Count the lines in the records below that contain the string "person", treating uppercase and lowercase as different. Reply with the number alone.
##### Provided records #####
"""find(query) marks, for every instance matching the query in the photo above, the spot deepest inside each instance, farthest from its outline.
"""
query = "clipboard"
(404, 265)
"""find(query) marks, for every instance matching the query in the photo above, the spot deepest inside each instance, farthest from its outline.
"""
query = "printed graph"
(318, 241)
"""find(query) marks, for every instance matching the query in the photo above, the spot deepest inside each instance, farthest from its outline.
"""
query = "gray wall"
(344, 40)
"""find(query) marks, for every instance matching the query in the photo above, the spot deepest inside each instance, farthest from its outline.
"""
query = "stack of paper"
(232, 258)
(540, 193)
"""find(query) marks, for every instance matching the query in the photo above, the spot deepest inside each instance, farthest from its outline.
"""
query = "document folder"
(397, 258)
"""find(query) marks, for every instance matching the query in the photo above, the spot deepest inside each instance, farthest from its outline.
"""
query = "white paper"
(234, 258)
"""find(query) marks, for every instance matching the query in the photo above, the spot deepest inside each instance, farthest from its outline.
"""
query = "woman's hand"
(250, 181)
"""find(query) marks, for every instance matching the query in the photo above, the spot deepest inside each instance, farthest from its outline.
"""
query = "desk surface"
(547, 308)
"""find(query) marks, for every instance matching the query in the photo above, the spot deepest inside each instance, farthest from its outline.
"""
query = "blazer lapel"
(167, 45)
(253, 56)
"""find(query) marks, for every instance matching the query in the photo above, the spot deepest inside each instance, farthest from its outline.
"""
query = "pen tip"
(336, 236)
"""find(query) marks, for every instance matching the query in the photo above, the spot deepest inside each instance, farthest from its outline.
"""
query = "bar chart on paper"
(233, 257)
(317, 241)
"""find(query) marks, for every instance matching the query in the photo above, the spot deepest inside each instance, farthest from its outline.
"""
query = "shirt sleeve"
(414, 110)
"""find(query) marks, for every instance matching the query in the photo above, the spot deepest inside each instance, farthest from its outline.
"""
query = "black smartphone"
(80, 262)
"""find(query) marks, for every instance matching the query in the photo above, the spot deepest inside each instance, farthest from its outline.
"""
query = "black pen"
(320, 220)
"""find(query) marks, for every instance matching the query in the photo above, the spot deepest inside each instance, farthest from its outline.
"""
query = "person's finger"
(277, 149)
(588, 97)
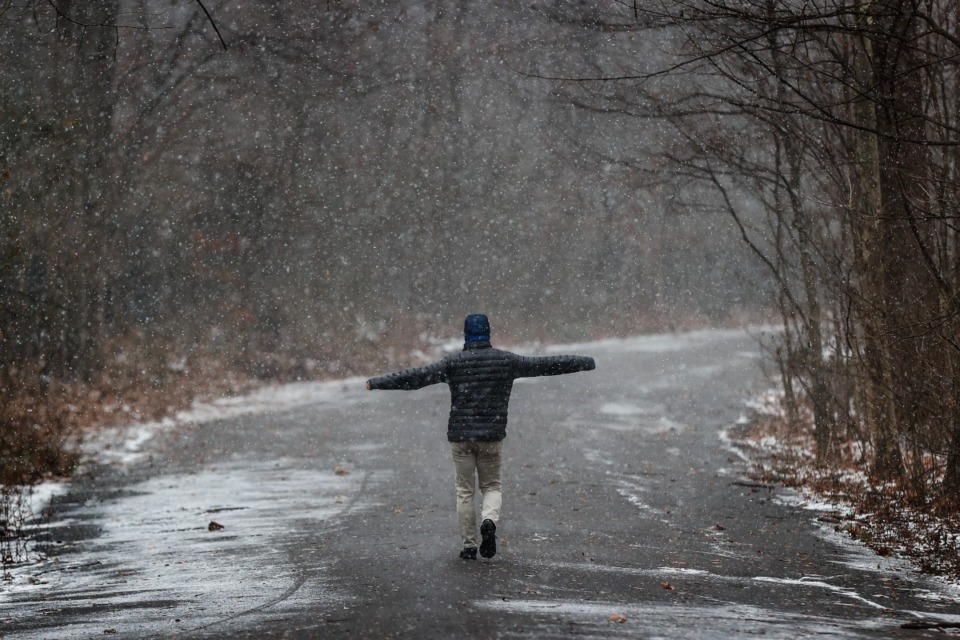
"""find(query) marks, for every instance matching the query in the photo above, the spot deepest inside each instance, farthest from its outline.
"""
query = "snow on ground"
(126, 444)
(604, 619)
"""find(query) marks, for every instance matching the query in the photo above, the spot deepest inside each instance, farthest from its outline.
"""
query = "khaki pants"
(475, 461)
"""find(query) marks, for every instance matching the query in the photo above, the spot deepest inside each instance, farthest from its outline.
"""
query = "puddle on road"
(157, 567)
(708, 622)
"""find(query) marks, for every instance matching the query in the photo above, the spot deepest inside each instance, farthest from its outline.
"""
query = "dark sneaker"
(488, 546)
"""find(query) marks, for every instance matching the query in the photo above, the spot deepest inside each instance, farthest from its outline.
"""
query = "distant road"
(625, 515)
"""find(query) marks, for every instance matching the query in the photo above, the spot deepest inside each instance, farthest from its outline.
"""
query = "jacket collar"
(479, 344)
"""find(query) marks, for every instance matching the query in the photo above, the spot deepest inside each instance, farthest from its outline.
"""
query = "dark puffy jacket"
(480, 379)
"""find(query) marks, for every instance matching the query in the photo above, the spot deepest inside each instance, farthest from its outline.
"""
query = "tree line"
(837, 122)
(297, 189)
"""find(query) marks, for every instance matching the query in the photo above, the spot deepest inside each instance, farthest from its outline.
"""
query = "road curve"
(625, 515)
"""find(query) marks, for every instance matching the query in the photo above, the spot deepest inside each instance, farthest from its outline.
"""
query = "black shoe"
(488, 546)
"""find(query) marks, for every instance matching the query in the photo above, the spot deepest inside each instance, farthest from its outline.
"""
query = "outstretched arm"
(409, 379)
(528, 366)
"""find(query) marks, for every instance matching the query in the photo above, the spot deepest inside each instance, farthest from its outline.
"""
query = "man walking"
(480, 379)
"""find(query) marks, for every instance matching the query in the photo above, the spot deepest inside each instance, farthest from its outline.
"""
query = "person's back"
(481, 381)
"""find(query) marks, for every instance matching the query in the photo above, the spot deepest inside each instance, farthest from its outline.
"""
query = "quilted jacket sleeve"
(410, 379)
(528, 366)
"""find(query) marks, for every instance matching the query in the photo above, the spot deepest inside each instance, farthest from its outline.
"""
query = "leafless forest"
(300, 189)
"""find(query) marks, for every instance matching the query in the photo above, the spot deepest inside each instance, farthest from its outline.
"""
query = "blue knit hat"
(476, 328)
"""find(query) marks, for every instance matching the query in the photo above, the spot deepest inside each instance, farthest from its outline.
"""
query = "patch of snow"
(820, 584)
(675, 620)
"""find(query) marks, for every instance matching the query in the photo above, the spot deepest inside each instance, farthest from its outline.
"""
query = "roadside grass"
(884, 516)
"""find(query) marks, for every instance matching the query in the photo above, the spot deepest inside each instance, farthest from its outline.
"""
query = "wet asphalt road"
(625, 515)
#####
[Correct response] 2